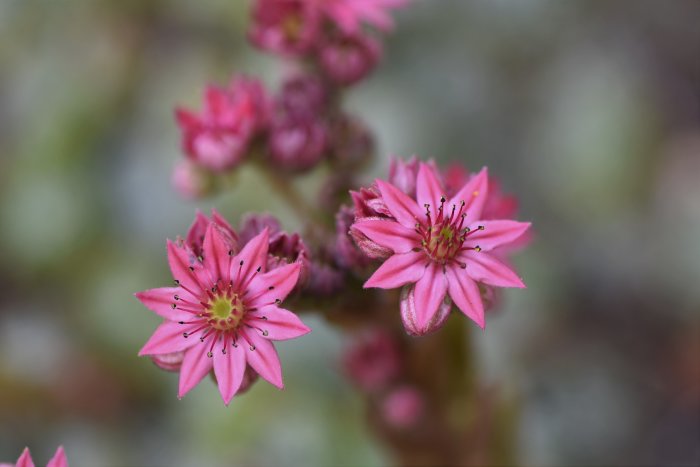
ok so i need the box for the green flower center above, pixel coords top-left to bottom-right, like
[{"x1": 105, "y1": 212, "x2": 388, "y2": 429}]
[{"x1": 207, "y1": 294, "x2": 245, "y2": 331}]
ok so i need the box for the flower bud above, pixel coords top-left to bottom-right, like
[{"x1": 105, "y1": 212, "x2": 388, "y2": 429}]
[
  {"x1": 342, "y1": 329, "x2": 401, "y2": 392},
  {"x1": 185, "y1": 209, "x2": 238, "y2": 257},
  {"x1": 318, "y1": 31, "x2": 382, "y2": 86},
  {"x1": 150, "y1": 351, "x2": 184, "y2": 372},
  {"x1": 268, "y1": 115, "x2": 327, "y2": 172},
  {"x1": 171, "y1": 160, "x2": 215, "y2": 200},
  {"x1": 381, "y1": 386, "x2": 425, "y2": 429},
  {"x1": 400, "y1": 284, "x2": 452, "y2": 336},
  {"x1": 335, "y1": 205, "x2": 375, "y2": 272},
  {"x1": 279, "y1": 73, "x2": 329, "y2": 118}
]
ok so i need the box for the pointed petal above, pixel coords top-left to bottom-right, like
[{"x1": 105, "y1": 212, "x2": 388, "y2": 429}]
[
  {"x1": 178, "y1": 338, "x2": 214, "y2": 399},
  {"x1": 416, "y1": 162, "x2": 446, "y2": 211},
  {"x1": 364, "y1": 251, "x2": 428, "y2": 289},
  {"x1": 138, "y1": 321, "x2": 199, "y2": 356},
  {"x1": 230, "y1": 228, "x2": 269, "y2": 288},
  {"x1": 449, "y1": 167, "x2": 489, "y2": 221},
  {"x1": 185, "y1": 210, "x2": 210, "y2": 252},
  {"x1": 15, "y1": 448, "x2": 34, "y2": 467},
  {"x1": 412, "y1": 263, "x2": 448, "y2": 332},
  {"x1": 203, "y1": 223, "x2": 232, "y2": 282},
  {"x1": 47, "y1": 446, "x2": 68, "y2": 467},
  {"x1": 134, "y1": 287, "x2": 195, "y2": 322},
  {"x1": 445, "y1": 266, "x2": 485, "y2": 329},
  {"x1": 376, "y1": 179, "x2": 422, "y2": 228},
  {"x1": 167, "y1": 240, "x2": 204, "y2": 297},
  {"x1": 213, "y1": 343, "x2": 246, "y2": 405},
  {"x1": 352, "y1": 219, "x2": 420, "y2": 254},
  {"x1": 240, "y1": 329, "x2": 284, "y2": 389},
  {"x1": 464, "y1": 220, "x2": 530, "y2": 252},
  {"x1": 461, "y1": 251, "x2": 526, "y2": 288},
  {"x1": 175, "y1": 108, "x2": 199, "y2": 129},
  {"x1": 248, "y1": 306, "x2": 311, "y2": 341},
  {"x1": 246, "y1": 262, "x2": 301, "y2": 307}
]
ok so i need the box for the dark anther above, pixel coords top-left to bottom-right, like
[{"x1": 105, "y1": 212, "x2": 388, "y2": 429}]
[
  {"x1": 171, "y1": 303, "x2": 177, "y2": 309},
  {"x1": 239, "y1": 260, "x2": 244, "y2": 266},
  {"x1": 207, "y1": 351, "x2": 213, "y2": 358},
  {"x1": 256, "y1": 266, "x2": 262, "y2": 273},
  {"x1": 249, "y1": 345, "x2": 256, "y2": 351},
  {"x1": 183, "y1": 333, "x2": 189, "y2": 338},
  {"x1": 178, "y1": 321, "x2": 184, "y2": 324},
  {"x1": 188, "y1": 266, "x2": 194, "y2": 271},
  {"x1": 174, "y1": 279, "x2": 180, "y2": 285},
  {"x1": 268, "y1": 286, "x2": 274, "y2": 290},
  {"x1": 174, "y1": 294, "x2": 180, "y2": 300}
]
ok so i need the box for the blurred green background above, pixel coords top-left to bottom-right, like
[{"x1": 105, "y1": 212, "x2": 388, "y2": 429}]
[{"x1": 1, "y1": 1, "x2": 698, "y2": 465}]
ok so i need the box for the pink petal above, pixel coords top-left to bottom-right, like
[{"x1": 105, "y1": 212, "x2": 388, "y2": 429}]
[
  {"x1": 203, "y1": 223, "x2": 232, "y2": 282},
  {"x1": 134, "y1": 287, "x2": 194, "y2": 322},
  {"x1": 138, "y1": 321, "x2": 199, "y2": 356},
  {"x1": 364, "y1": 251, "x2": 428, "y2": 289},
  {"x1": 178, "y1": 338, "x2": 215, "y2": 399},
  {"x1": 240, "y1": 329, "x2": 284, "y2": 389},
  {"x1": 248, "y1": 306, "x2": 311, "y2": 341},
  {"x1": 15, "y1": 448, "x2": 34, "y2": 467},
  {"x1": 185, "y1": 210, "x2": 210, "y2": 250},
  {"x1": 230, "y1": 228, "x2": 269, "y2": 289},
  {"x1": 461, "y1": 251, "x2": 526, "y2": 288},
  {"x1": 46, "y1": 446, "x2": 68, "y2": 467},
  {"x1": 412, "y1": 262, "x2": 448, "y2": 332},
  {"x1": 463, "y1": 220, "x2": 530, "y2": 252},
  {"x1": 416, "y1": 162, "x2": 445, "y2": 211},
  {"x1": 246, "y1": 262, "x2": 301, "y2": 307},
  {"x1": 375, "y1": 179, "x2": 422, "y2": 228},
  {"x1": 352, "y1": 219, "x2": 420, "y2": 253},
  {"x1": 449, "y1": 167, "x2": 489, "y2": 222},
  {"x1": 213, "y1": 343, "x2": 246, "y2": 405},
  {"x1": 445, "y1": 266, "x2": 485, "y2": 329},
  {"x1": 167, "y1": 240, "x2": 204, "y2": 297},
  {"x1": 175, "y1": 108, "x2": 199, "y2": 129}
]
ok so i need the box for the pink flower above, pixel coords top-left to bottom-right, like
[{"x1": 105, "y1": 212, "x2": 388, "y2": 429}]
[
  {"x1": 352, "y1": 162, "x2": 530, "y2": 334},
  {"x1": 249, "y1": 0, "x2": 322, "y2": 56},
  {"x1": 318, "y1": 0, "x2": 408, "y2": 34},
  {"x1": 318, "y1": 31, "x2": 382, "y2": 86},
  {"x1": 3, "y1": 446, "x2": 68, "y2": 467},
  {"x1": 136, "y1": 225, "x2": 311, "y2": 405},
  {"x1": 175, "y1": 76, "x2": 268, "y2": 171},
  {"x1": 342, "y1": 329, "x2": 401, "y2": 392}
]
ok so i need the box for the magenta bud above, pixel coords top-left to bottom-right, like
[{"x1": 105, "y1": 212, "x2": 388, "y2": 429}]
[
  {"x1": 335, "y1": 205, "x2": 375, "y2": 271},
  {"x1": 342, "y1": 329, "x2": 401, "y2": 392},
  {"x1": 268, "y1": 116, "x2": 327, "y2": 172},
  {"x1": 400, "y1": 284, "x2": 452, "y2": 336},
  {"x1": 381, "y1": 386, "x2": 425, "y2": 429},
  {"x1": 318, "y1": 31, "x2": 382, "y2": 86}
]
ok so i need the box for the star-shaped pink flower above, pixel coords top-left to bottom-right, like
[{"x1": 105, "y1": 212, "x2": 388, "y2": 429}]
[
  {"x1": 136, "y1": 225, "x2": 311, "y2": 405},
  {"x1": 352, "y1": 163, "x2": 530, "y2": 334}
]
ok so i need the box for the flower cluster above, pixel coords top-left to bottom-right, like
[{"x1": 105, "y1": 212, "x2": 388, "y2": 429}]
[
  {"x1": 136, "y1": 0, "x2": 531, "y2": 424},
  {"x1": 172, "y1": 0, "x2": 405, "y2": 199}
]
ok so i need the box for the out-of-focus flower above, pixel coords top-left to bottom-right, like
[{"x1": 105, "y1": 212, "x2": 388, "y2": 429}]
[
  {"x1": 342, "y1": 329, "x2": 401, "y2": 392},
  {"x1": 3, "y1": 447, "x2": 68, "y2": 467},
  {"x1": 388, "y1": 156, "x2": 440, "y2": 198},
  {"x1": 268, "y1": 114, "x2": 328, "y2": 172},
  {"x1": 175, "y1": 76, "x2": 269, "y2": 171},
  {"x1": 319, "y1": 0, "x2": 408, "y2": 34},
  {"x1": 381, "y1": 386, "x2": 425, "y2": 429},
  {"x1": 305, "y1": 260, "x2": 345, "y2": 295},
  {"x1": 238, "y1": 213, "x2": 283, "y2": 245},
  {"x1": 186, "y1": 209, "x2": 238, "y2": 258},
  {"x1": 249, "y1": 0, "x2": 321, "y2": 56},
  {"x1": 352, "y1": 162, "x2": 530, "y2": 334},
  {"x1": 318, "y1": 31, "x2": 382, "y2": 86},
  {"x1": 136, "y1": 225, "x2": 311, "y2": 405},
  {"x1": 171, "y1": 160, "x2": 215, "y2": 200},
  {"x1": 328, "y1": 114, "x2": 374, "y2": 169}
]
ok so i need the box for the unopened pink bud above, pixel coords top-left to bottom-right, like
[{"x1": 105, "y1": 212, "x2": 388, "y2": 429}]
[
  {"x1": 171, "y1": 160, "x2": 214, "y2": 200},
  {"x1": 381, "y1": 386, "x2": 425, "y2": 429},
  {"x1": 249, "y1": 0, "x2": 321, "y2": 56},
  {"x1": 342, "y1": 329, "x2": 401, "y2": 392},
  {"x1": 318, "y1": 32, "x2": 382, "y2": 86},
  {"x1": 400, "y1": 284, "x2": 452, "y2": 336}
]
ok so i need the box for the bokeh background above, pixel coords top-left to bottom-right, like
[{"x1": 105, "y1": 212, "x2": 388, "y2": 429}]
[{"x1": 1, "y1": 1, "x2": 699, "y2": 465}]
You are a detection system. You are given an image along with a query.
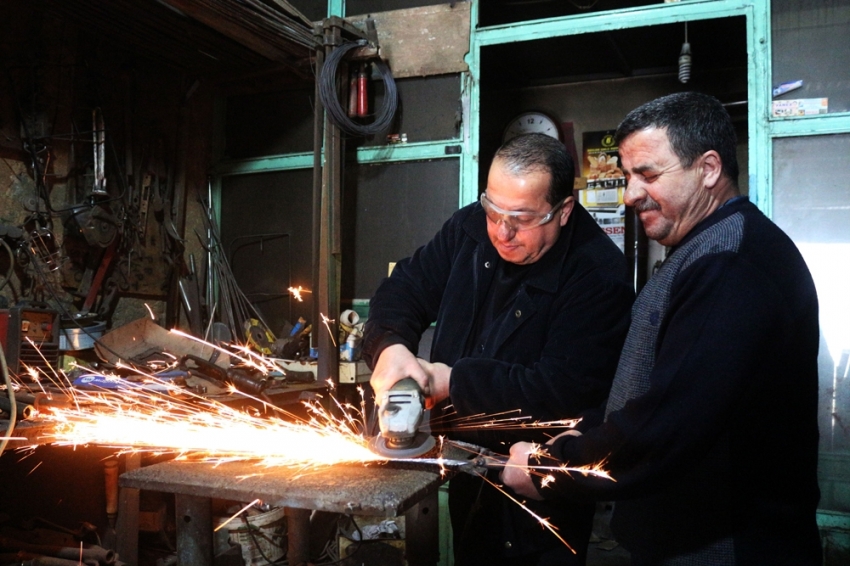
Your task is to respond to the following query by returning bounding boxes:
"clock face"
[502,111,562,143]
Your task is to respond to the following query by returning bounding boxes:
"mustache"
[635,197,661,213]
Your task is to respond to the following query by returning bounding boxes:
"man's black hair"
[615,92,739,185]
[493,133,575,204]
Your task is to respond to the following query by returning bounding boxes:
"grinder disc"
[369,432,437,458]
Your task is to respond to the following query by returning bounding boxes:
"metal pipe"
[174,494,212,566]
[284,507,311,566]
[0,538,115,564]
[0,397,35,420]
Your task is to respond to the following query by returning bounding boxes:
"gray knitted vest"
[605,211,745,566]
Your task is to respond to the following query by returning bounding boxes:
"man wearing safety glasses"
[363,133,635,565]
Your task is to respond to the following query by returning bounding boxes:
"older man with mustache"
[503,92,823,566]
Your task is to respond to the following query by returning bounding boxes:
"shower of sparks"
[320,313,337,347]
[288,286,311,302]
[169,329,278,374]
[26,379,385,469]
[6,330,615,553]
[144,303,156,320]
[430,407,582,436]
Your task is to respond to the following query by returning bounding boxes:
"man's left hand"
[416,359,451,409]
[501,442,545,501]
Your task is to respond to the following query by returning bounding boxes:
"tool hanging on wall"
[318,37,398,136]
[347,63,370,118]
[357,63,369,118]
[92,108,107,196]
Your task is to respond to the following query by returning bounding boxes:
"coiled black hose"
[318,40,398,137]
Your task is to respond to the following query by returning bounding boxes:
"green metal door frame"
[461,0,770,211]
[213,0,850,218]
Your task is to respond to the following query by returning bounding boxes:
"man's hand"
[370,344,430,399]
[416,359,452,409]
[501,442,545,501]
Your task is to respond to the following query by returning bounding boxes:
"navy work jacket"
[363,201,634,450]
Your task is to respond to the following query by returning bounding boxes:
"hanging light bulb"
[678,23,692,84]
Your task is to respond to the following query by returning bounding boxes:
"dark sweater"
[537,198,823,565]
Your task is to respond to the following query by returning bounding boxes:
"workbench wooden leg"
[285,507,311,566]
[175,494,213,566]
[115,453,140,566]
[405,489,439,566]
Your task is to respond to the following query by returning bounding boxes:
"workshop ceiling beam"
[159,0,317,63]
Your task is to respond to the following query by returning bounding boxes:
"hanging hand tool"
[92,108,107,196]
[139,173,152,239]
[357,63,369,117]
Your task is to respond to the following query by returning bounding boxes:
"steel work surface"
[120,459,445,517]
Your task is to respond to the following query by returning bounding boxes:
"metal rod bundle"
[197,196,274,345]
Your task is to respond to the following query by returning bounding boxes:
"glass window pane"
[772,0,850,115]
[773,134,850,512]
[478,0,657,27]
[346,0,447,15]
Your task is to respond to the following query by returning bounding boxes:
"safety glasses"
[479,192,568,232]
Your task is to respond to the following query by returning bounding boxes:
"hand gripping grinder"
[369,377,436,458]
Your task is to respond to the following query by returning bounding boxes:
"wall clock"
[502,111,562,143]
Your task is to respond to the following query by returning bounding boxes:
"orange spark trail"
[478,472,576,554]
[288,286,311,302]
[28,379,385,470]
[215,499,262,532]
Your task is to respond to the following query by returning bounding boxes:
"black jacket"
[363,201,634,561]
[363,201,634,448]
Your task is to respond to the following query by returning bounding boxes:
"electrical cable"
[0,340,16,458]
[318,40,398,137]
[0,239,14,292]
[239,514,286,565]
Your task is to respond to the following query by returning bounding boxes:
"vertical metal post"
[115,453,141,566]
[312,36,325,363]
[313,22,344,388]
[174,494,213,566]
[285,507,312,565]
[404,489,440,566]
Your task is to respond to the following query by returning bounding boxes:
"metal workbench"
[121,458,446,565]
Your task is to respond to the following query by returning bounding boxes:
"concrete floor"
[587,539,631,566]
[586,503,631,566]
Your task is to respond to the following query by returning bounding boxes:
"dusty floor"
[587,539,631,566]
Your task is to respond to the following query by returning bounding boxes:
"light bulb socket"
[678,42,692,84]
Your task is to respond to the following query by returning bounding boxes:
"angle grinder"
[369,377,436,458]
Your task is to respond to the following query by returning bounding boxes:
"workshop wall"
[220,73,463,332]
[219,170,315,335]
[1,1,214,331]
[342,159,460,300]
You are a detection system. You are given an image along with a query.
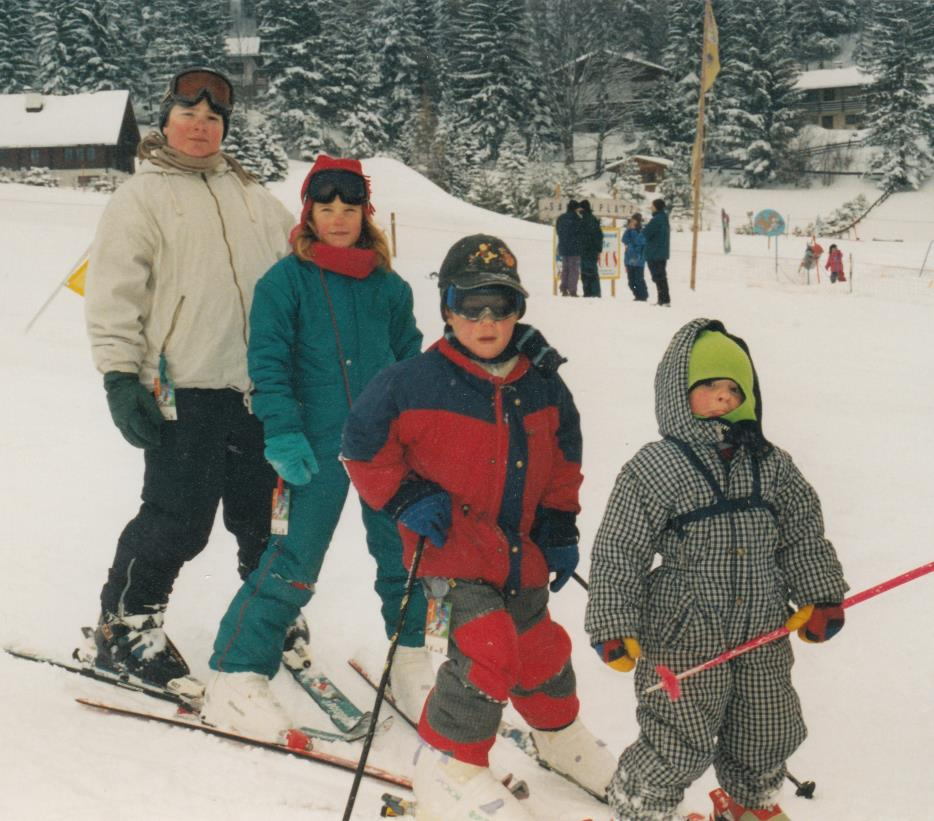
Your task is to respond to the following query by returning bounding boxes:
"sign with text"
[539,198,640,221]
[553,228,621,280]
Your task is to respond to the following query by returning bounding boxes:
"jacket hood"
[136,158,230,177]
[655,317,768,451]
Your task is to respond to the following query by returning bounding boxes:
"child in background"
[826,243,846,283]
[622,213,648,301]
[343,234,617,821]
[586,318,848,821]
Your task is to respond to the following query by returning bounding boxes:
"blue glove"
[543,544,579,593]
[396,491,452,548]
[264,432,319,486]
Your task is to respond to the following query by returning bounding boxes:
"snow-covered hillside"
[1,159,933,821]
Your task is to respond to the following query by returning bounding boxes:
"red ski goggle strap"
[171,69,234,112]
[305,169,369,206]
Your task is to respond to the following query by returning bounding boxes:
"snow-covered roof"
[796,66,873,91]
[0,90,131,148]
[604,154,673,171]
[226,36,260,57]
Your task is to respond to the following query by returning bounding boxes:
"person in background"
[342,235,617,820]
[586,318,848,821]
[579,199,604,298]
[82,67,294,700]
[556,199,583,296]
[622,213,649,301]
[202,156,433,739]
[642,197,671,306]
[826,243,846,283]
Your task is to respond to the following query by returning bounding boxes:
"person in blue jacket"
[622,212,648,301]
[201,156,433,740]
[643,198,671,306]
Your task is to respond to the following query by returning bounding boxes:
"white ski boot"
[412,743,534,820]
[201,671,294,743]
[531,718,617,798]
[389,645,436,724]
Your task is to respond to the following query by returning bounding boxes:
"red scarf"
[308,242,377,279]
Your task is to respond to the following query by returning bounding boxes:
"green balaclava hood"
[688,330,757,423]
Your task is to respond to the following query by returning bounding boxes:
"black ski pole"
[787,771,816,799]
[342,535,428,821]
[573,571,589,590]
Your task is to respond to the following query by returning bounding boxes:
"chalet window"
[845,114,861,126]
[822,88,836,102]
[821,115,834,129]
[30,148,40,164]
[804,90,819,102]
[86,146,96,161]
[65,147,76,161]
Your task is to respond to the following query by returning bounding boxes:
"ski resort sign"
[539,197,639,221]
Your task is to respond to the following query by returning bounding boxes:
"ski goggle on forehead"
[306,170,368,206]
[170,69,234,112]
[446,286,524,321]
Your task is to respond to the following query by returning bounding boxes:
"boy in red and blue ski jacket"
[342,235,617,818]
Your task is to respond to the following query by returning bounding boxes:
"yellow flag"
[65,257,88,296]
[701,0,720,94]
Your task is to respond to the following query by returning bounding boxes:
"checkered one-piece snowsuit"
[585,317,848,819]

------------------------------------------------------------------------

§ About this exercise:
Copy every line from the data that includes the string "pink".

§ Solution for this task:
ok so i need the box for the pink petal above, pixel coords top-left to bottom-right, like
ok so i need the box for the pink flower above, pixel coords top-left to bottom-right, like
ok so i need the box for the star-shaped pink flower above, pixel coords top-left to bottom-right, like
ok so i need the box for the unopened pink bud above, pixel coords top-left to bottom-right, like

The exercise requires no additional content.